[llvm-dev] RFC: Atomic LL/SC loops in LLVM revisited

Wed Jun 13 08:42:47 PDT 2018

# RFC: Atomic LL/SC loops in LLVM revisited

## Summary

This proposal gives a brief overview of the challenges of lowering to LL/SC
loops and details the approach I am taking for RISC-V. Beyond getting feedback
on that work, my intention is to find consensus on moving other backends
towards a similar approach and sharing common code where feasible. Scroll down
to 'Questions' for a summary of the issues I think need feedback and
agreement.

For the original discussion of LL/SC lowering, please refer to James
Knight's 2016 thread on the topic:
http://lists.llvm.org/pipermail/llvm-dev/2016-May/099490.html

I'd like to thank James Knight, JF Bastien, and Eli Friedman for being so
generous with their review feedback on this atomics work so far.

## Background: Atomics in LLVM

See the documentation for full details <https://llvm.org/docs/Atomics.html>.
In short: LLVM defines memory ordering constraints to match the C11/C++11
memory model (unordered, monotonic, acquire, release, acqrel, seqcst).
These can be given as parameters to the atomic operations supported in LLVM
IR:

* Fences with the fence instruction
* Atomic load and store with the 'load atomic' and 'store atomic' variants of
the load/store instructions..
* Fetch-and-binop / read-modify-write operations through the atomicrmw
instruction.

### Task 1
According to the LLVM atomic LL/SC loops RFC, which memory model do LLVM's memory ordering constraints match?
### Task 2
Translate this sentence from the LLVM atomic LL/SC loops RFC into French: "I'd like to thank James Knight, JF Bastien, and Eli Friedman for being so generous with their review feedback on this atomics work so far."
### Task 3
Continue the LLVM atomic LL/SC loops RFC from the point where it stops.

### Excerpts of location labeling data
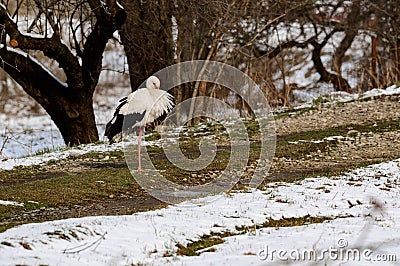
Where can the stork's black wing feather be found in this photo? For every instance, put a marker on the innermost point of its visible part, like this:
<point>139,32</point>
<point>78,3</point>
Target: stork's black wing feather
<point>121,123</point>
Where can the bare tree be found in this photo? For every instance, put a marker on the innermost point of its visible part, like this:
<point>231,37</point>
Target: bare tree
<point>47,30</point>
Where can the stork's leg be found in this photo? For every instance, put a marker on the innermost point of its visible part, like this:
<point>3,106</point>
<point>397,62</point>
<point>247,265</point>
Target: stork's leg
<point>139,141</point>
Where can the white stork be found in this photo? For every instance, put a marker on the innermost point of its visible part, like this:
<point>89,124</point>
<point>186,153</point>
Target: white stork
<point>138,109</point>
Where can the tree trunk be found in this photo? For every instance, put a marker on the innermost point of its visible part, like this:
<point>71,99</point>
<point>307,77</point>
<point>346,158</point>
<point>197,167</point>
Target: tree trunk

### Task response 1
The C11/C++11 memory model.

### Task response 2
Je tiens à remercier James Knight, JF Bastien et Eli Friedman pour la générosité avec laquelle ils ont partagé leurs commentaires de relecture sur ce travail consacré aux opérations atomiques jusqu'à présent.

### Task response 3
* Compare and exchange via the cmpxchg instruction. Takes memory ordering for
both success and failure cases. Can also specify a 'weak' vs 'strong' cmpxchg,
where the weak variant allows spurious failure

## Background: Atomics in RISC-V

For full details see a recent draft of the ISA manual
<https://github.com/riscv/riscv-isa-manual/releases/download/draft-20180612-548fd40/riscv-spec.pdf>,
which incorporates work from the Memory Consistency Model Task Group to define
the memory model. RISC-V implements a weak memory model.

For those not familiar, RISC-V is a modular ISA, with standard extensions
indicated by single letters. Baseline 'RV32I' or 'RV64I' instruction sets
don't support atomic operations beyond fences. However the RV32A and RV64A
instruction set extensions introduce AMOs (Atomic Memory Operations) and LR/SC
(load-linked/store-conditional on other architectures). 32-bit atomic
operations are supported natively on RV32, and both 32 and 64-bit atomic
operations support natively on RV64.

AMOs such as 'amoadd.w' implement simple fetch-and-dobinop behaviour. For
LR/SC: LR loads a word and registers a reservation on source memory address.
SC writes the given word to the memory address and writes success (zero) or
failure (non-zero) into the destination register. LR/SC can be used to
implement compare-and-exchange or to implement AMOs that don't have a native
instruction. To do so, you would typically perform LR and SC in a loop.
However, there are strict limits on the instructions that can be placed
between a LR and an SC while still guaranteeing forward progress:

"""
The static code for the LR/SC sequence plus the code to retry the sequence in
case of failure must comprise at most 16 integer instructions placed
sequentially in memory. For the sequence to be guaranteed to eventually
succeed, the dynamic code executed between the LR and SC instructions can only
contain other instructions from the base “I” subset, excluding loads, stores,
backward jumps or taken backward branches, FENCE, FENCE.I, and SYSTEM
instructions. The code to retry a failing LR/SC sequence can contain backward
jumps and/or branches to repeat the LR/SC sequence, but otherwise has the same
constraints.
"""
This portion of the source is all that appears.